Collected data entries:

------------------------------

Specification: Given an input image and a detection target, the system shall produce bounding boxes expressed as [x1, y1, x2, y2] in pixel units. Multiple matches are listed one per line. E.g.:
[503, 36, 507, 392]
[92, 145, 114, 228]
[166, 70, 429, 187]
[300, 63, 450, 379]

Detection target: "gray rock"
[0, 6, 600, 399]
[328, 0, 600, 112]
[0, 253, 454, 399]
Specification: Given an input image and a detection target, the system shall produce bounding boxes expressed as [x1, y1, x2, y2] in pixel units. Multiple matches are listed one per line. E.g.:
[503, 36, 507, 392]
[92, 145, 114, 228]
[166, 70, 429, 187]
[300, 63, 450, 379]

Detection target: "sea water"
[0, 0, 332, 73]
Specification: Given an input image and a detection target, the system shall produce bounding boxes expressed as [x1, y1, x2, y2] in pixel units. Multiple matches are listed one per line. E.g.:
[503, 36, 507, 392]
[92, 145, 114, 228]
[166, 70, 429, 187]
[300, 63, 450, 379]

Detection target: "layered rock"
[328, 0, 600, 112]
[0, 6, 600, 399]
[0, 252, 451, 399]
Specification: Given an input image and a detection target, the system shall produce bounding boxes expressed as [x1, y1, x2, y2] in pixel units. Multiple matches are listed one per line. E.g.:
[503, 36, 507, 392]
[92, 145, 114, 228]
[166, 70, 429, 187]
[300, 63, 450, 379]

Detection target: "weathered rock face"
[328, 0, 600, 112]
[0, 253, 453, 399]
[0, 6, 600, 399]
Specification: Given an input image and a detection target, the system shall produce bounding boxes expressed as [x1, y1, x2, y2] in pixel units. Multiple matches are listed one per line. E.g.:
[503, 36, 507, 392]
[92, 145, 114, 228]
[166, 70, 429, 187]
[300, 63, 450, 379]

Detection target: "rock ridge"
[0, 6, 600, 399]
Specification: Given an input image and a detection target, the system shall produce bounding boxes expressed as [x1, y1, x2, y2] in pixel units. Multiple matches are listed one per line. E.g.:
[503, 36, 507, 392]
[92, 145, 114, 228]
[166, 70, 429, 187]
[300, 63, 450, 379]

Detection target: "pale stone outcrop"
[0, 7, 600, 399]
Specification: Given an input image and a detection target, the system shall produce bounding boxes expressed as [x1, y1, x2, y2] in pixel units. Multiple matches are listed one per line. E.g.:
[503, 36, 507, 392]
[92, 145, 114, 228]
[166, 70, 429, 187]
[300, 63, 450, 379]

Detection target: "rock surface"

------------------------------

## Aim
Copy the listing, starting at its beginning and ending at the line containing "[0, 252, 451, 399]", with every request included, and scale each bounding-box coordinate in the answers by 2.05, rounding to whole numbers with halves rounded up. Keep the numbers in the requests and their sample boxes unchanged.

## Output of the task
Specification: Given an input image and a detection target, the system shall produce bounding boxes expressed as [x1, y1, x2, y2] in pixel units. Multiple matches are listed one per line. E.g.:
[503, 36, 507, 392]
[92, 145, 114, 228]
[166, 70, 429, 187]
[300, 63, 450, 379]

Detection target: "gray rock"
[0, 12, 1230, 818]
[672, 0, 1230, 230]
[0, 519, 931, 818]
Specification: Given an input image and a detection target, the system shall produce bounding boxes expressed as [x1, y1, x2, y2] in pixel units. Multiple matches are listed one per line. E.g.:
[503, 36, 507, 392]
[92, 145, 114, 228]
[166, 70, 429, 187]
[300, 63, 450, 379]

Detection target: "sea water"
[0, 0, 681, 150]
Specification: Given an input image and a detection target, the system shall produce bounding boxes expressed as [x1, y1, x2, y2] in pixel units. Multiple matches are listed one per line. E.g.:
[503, 36, 507, 392]
[92, 145, 114, 228]
[166, 70, 429, 187]
[300, 63, 450, 379]

Detection target: "layered rock"
[672, 0, 1230, 230]
[0, 12, 1230, 818]
[0, 517, 925, 818]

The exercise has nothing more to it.